* **WORK INSTRUCTION**
Transcribe, word for word and without additions, each line below from the one containing "Note to the class: point at the pointed" through the one containing "Note to the class: point at the stone chimney", both ends included.

* **RECORDS**
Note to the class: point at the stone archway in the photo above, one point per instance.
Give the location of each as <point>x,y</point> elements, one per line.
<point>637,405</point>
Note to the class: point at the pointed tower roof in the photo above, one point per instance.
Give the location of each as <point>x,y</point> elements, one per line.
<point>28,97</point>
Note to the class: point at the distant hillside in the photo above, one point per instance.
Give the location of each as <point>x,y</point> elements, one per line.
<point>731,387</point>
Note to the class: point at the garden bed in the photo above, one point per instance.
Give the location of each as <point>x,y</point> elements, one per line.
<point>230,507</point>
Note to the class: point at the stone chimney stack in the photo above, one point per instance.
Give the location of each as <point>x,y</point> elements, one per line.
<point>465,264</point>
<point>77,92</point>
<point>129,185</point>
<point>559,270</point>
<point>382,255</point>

* **RESPONSE TO THIS TASK**
Note to the class: point at the pointed tower roof in the photo above, one point per instance.
Give the location of each as <point>x,y</point> elements, one per line.
<point>28,97</point>
Note to the class: point at the distant hillside in the photo above, one point per instance.
Give the location of each as <point>x,y</point> elements, one per line.
<point>731,387</point>
Note to the class: point at the garden bed in the photo above, one point per instance.
Give the location of each as <point>x,y</point> elements, one per line.
<point>230,507</point>
Note to the class: point at the stone chimney stack in the photo above, one point per instance.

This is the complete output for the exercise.